◆ Objectif énoncé a:
Reproduisez intégralement l'extrait consacré à la pièce Un simple soldat.

Un simple soldat : Nous étions guerriers
Un simple soldat de Marcel Dubé, mis en scène par Jacques Rossi, continue de porter la mémoire d’une époque sans pour autant se laisser dépasser. Noces d’or.
Démobilisé avant même d’avoir pu aller au front à la fin de la Seconde Guerre, Joseph Latour (Louis-Olivier Mauffette, intense et énergique) rentre à la maison, pour le bonheur de son père (Raymond Legault) et de sa jeune soeur (Laurie-Ève Gagnon), mais au grand dam de sa belle-mère (Marie-Ginette Guay) et des enfants de cette dernière (Jean-Nicolas Marquis et Annie Charland). En effet, doté d’une arrogance et d’un orgueil démesurés, cette grande gueule plus douée pour la bataille et la fête que pour le travail a le don de déranger, alors qu’ayant raté jusqu’à sa mort au champ d’honneur, notre soldat s’engage, résigné, dans une nouvelle série de frasques qui se soldera par sa mort, en Corée, comme par une manière de suicide assisté.

◆ Objectif énoncé b:
Dans les enregistrements, réécrivez les lignes allant de celle qui contient "of the purple" jusqu'à la dernière, en remplaçant "purple petal" par "yellow petal" sans rien modifier d'autre.

◆ Enregistrements sources:

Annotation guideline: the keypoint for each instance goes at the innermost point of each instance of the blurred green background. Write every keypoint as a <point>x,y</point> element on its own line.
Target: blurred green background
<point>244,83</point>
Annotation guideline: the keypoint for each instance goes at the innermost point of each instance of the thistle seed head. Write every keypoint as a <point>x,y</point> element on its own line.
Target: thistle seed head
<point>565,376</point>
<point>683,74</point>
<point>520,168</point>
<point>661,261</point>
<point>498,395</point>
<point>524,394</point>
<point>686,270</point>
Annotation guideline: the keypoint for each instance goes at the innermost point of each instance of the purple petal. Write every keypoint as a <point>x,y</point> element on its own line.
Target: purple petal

◆ Réponse rédigée a:
Un simple soldat : Nous étions guerriers
Un simple soldat de Marcel Dubé, mis en scène par Jacques Rossi, continue de porter la mémoire d’une époque sans pour autant se laisser dépasser. Noces d’or.
Démobilisé avant même d’avoir pu aller au front à la fin de la Seconde Guerre, Joseph Latour (Louis-Olivier Mauffette, intense et énergique) rentre à la maison, pour le bonheur de son père (Raymond Legault) et de sa jeune soeur (Laurie-Ève Gagnon), mais au grand dam de sa belle-mère (Marie-Ginette Guay) et des enfants de cette dernière (Jean-Nicolas Marquis et Annie Charland). En effet, doté d’une arrogance et d’un orgueil démesurés, cette grande gueule plus douée pour la bataille et la fête que pour le travail a le don de déranger, alors qu’ayant raté jusqu’à sa mort au champ d’honneur, notre soldat s’engage, résigné, dans une nouvelle série de frasques qui se soldera par sa mort, en Corée, comme par une manière de suicide assisté.

◆ Réponse rédigée b:
Annotation guideline: the keypoint for each instance goes at the innermost point of each instance of the yellow petal. Write every keypoint as a <point>x,y</point> element on its own line.
Target: yellow petal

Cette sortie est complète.